TO BE DONE:
a - In the forum thread on choosing a maul, where did richg get the 15 lb Mega Mule Maul?
b - Repeat verbatim the portion of the maul thread between "Do a search" and "Duck (Jan 8, 2010)", inclusive.

# What seems to be the best maul/splitter



## dwaynecornhauler (Jan 8, 2010)

I split all of my wood by hand and I really don't mind doing it, good exercise.  I currently am using a maul which has moveable wings on it.  I'm not sure the usefullness of them.  Anyways what is a good maul to buy?  I have heard alot about the Fiskars 4lb'r any others out there?  Thanks


----------



## Hurricane (Jan 8, 2010)

Do a search this topic has been beaten to death many times. 
The long and short is whatever works best for you. Everyone has different technique and preference to tools.


----------



## Wood Duck (Jan 8, 2010)

I don't mind beating a dead horse - I have a 2.5 lb (I think) Fiskars and it is nice, but not enough oomph for some some logs. I also have an 8 lb maul - the normal solid-head style - and it is great for large wood but overkill for medium sized rounds. I mostly use the 8 lb maul. I need a 4.5 lb Fiskars.


----------



## CiscoKid (Jan 8, 2010)

I have a 2.5 lb Fiskars and the 4lb Fiskars.  If I could do it over, I'd go with the 4lb Fiskars and a 8lb maul (I'd read good things about the Monster Maul). I love my Fiskars SS, but I'll probably still get the larger maul sometime in the future for the rare stuff that the SS as issues with.


----------



## wood spliter (Jan 8, 2010)

I use an 8lb maul and if thats no good I use the sledg and wedge


----------



## golfandwoodnut (Jan 8, 2010)

I have the 16 lb monster maul and I love it, and I have loved it for over 20 years. Never gets stuck, metal handle(never breaks), is a great workout and splits just about anything but the crotch of a branch.


----------



## hareball (Jan 8, 2010)

golfandwoodnut said:
			
		

> I have the 16 lb monster maul and I love it, and I have loved it for over 20 years. Never gets stuck, metal handle(never breaks), is a great workout and splits just about anything but the crotch of a branch.



I bet a #1 wood feels like a feather after swinging a maul like that!


----------



## quads (Jan 8, 2010)

I have a 6# maul that is 30 years old, the handle replaced once 25 years ago.  I've never needed anything else and am still swinging it after hundreds of cords.


----------



## richg (Jan 8, 2010)

I am of theopinion there is no "one size fits all" for splitting. I have a 15lb Mega Mule Maul from Baileys, and nothing has stopped it. I usually bust the round in half with the Mega Mule, and then switch to the 4.5lb Fiskars for the rest of the way. The tire trick is simply fantastic. In addition to those two, I have a Fiskars chopping axe and and a hand axe for splitting kindling.

LISTED ENTRIES:
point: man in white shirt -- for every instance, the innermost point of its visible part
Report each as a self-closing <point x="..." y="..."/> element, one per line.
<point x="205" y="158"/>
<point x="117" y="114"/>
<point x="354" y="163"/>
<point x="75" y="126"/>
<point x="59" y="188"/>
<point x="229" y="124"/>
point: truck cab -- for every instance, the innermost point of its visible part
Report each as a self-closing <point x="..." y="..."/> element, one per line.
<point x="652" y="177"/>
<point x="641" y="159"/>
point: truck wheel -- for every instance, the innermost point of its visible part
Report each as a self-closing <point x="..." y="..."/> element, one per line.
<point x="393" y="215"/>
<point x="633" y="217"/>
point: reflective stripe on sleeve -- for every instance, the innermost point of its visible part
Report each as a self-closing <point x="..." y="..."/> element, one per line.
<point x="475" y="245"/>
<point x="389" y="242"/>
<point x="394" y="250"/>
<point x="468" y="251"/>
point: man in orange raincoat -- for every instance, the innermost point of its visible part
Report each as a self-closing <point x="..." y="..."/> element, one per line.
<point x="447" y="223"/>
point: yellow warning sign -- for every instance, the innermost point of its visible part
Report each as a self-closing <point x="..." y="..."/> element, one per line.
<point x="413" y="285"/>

ANSWERS BY TASK:
a - From Baileys.

b -
Do a search this topic has been beaten to death many times. 
The long and short is whatever works best for you. Everyone has different technique and preference to tools.


----------



## Wood Duck (Jan 8, 2010)